+++ Records provided

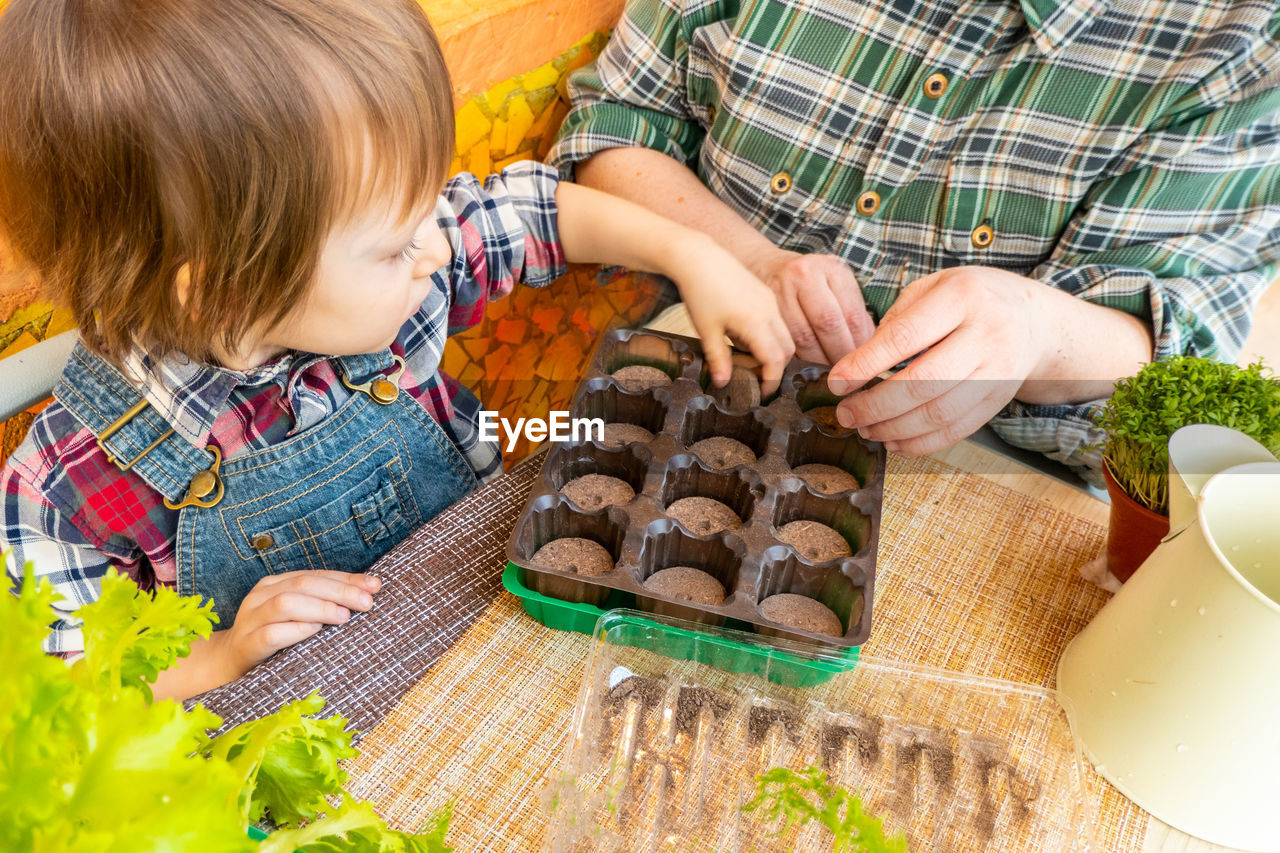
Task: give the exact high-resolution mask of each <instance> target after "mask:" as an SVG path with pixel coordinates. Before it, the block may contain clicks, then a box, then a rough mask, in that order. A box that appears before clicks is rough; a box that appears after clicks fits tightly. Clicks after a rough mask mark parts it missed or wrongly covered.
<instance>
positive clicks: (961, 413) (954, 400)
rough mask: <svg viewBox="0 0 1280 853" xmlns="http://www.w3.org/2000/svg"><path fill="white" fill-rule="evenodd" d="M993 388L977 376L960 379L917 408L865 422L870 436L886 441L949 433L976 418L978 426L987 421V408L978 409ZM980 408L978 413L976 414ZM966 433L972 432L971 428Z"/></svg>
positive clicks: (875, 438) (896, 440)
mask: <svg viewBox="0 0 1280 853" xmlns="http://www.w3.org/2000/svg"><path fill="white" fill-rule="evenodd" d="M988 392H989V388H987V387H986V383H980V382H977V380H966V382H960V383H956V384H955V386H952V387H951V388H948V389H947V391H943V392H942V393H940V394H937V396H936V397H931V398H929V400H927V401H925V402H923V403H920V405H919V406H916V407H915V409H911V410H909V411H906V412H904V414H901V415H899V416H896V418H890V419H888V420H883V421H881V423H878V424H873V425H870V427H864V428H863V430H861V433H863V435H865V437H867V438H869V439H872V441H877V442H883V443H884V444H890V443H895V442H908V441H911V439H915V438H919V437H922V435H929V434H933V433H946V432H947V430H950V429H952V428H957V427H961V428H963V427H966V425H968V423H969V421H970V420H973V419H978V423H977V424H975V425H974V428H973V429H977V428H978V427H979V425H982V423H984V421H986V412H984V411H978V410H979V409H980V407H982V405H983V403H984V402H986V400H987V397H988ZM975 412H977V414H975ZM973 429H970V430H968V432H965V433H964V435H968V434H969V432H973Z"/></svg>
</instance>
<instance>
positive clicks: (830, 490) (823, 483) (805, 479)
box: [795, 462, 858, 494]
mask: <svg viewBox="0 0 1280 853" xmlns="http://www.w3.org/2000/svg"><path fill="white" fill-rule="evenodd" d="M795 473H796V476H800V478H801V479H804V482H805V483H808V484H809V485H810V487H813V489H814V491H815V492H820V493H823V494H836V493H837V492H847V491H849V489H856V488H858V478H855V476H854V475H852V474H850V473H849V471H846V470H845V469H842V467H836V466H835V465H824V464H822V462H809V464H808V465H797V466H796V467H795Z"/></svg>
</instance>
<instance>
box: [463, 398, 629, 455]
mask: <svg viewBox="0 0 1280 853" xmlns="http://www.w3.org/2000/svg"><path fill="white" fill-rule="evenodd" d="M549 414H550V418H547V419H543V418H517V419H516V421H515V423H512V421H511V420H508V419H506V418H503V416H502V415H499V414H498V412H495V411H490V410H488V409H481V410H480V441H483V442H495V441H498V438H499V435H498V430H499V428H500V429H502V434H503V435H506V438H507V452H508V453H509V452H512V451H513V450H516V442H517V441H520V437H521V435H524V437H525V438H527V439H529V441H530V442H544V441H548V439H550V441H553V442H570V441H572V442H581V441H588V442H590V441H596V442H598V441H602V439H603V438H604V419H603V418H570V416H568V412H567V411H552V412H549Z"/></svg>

++++++
+++ Records provided

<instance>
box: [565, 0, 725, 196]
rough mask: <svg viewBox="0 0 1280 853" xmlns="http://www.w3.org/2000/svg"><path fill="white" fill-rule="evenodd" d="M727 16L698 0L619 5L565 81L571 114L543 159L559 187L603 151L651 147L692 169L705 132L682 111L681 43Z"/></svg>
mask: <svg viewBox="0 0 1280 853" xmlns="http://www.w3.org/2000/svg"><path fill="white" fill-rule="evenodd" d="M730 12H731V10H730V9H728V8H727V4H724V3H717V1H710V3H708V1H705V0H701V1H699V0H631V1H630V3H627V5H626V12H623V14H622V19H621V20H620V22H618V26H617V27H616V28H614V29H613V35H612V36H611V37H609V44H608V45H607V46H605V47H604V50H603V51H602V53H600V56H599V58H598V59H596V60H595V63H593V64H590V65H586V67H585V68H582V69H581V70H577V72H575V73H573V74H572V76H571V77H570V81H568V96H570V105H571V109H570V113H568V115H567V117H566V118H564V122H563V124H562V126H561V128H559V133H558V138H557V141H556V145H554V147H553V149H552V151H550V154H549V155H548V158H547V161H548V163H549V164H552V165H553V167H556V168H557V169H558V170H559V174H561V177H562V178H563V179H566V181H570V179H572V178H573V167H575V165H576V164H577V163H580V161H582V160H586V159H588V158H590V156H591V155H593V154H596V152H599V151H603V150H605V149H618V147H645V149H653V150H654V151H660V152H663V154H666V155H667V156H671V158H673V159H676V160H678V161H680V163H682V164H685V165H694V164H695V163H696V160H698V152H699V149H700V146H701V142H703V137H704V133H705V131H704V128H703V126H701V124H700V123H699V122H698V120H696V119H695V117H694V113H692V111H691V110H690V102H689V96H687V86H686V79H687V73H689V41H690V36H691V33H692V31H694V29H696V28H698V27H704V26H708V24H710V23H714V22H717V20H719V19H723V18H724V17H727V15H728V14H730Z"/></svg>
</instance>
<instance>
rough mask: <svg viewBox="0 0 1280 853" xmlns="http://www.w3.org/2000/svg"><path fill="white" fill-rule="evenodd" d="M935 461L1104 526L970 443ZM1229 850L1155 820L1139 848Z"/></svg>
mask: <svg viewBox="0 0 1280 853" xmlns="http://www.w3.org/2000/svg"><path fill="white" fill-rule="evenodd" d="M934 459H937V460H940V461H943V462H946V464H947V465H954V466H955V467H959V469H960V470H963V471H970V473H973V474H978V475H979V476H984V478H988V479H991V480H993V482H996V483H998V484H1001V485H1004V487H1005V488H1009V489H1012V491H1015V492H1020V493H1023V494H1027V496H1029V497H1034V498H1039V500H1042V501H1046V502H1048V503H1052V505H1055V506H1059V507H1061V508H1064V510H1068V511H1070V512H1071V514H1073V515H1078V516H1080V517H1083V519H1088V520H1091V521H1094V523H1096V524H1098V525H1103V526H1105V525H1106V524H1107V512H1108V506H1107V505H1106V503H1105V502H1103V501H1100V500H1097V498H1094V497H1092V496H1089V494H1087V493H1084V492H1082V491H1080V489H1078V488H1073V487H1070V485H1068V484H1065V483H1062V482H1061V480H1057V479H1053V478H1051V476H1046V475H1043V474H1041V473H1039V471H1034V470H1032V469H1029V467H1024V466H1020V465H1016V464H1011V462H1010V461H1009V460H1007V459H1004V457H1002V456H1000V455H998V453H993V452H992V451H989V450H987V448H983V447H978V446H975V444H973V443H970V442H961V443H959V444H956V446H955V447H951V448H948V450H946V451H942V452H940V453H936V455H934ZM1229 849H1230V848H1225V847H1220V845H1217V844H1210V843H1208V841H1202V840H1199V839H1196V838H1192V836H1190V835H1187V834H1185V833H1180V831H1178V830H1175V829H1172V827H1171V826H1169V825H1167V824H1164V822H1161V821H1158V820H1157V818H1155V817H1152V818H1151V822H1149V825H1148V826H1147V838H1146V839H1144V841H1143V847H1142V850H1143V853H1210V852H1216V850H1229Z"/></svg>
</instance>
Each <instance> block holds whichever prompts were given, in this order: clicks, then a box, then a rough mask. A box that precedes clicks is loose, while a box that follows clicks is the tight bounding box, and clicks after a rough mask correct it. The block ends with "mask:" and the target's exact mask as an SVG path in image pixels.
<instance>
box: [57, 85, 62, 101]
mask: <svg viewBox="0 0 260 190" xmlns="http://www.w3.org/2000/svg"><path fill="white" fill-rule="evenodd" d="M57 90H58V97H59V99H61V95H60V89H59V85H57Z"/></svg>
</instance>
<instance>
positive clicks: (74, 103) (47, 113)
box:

++++++

Required work —
Starting with the line that holds "positive clicks: (961, 413) (954, 400)" and ending with the line that holds "388L977 376L960 379L917", retype every line in the data above exactly, and nothing else.

Solved problem —
positive clicks: (961, 413) (954, 400)
rough mask: <svg viewBox="0 0 1280 853" xmlns="http://www.w3.org/2000/svg"><path fill="white" fill-rule="evenodd" d="M993 388L977 376L960 379L917 408L865 422L870 436L886 441L949 433L976 418L978 426L987 421V408L978 409ZM980 408L978 413L976 414ZM966 433L972 432L971 428Z"/></svg>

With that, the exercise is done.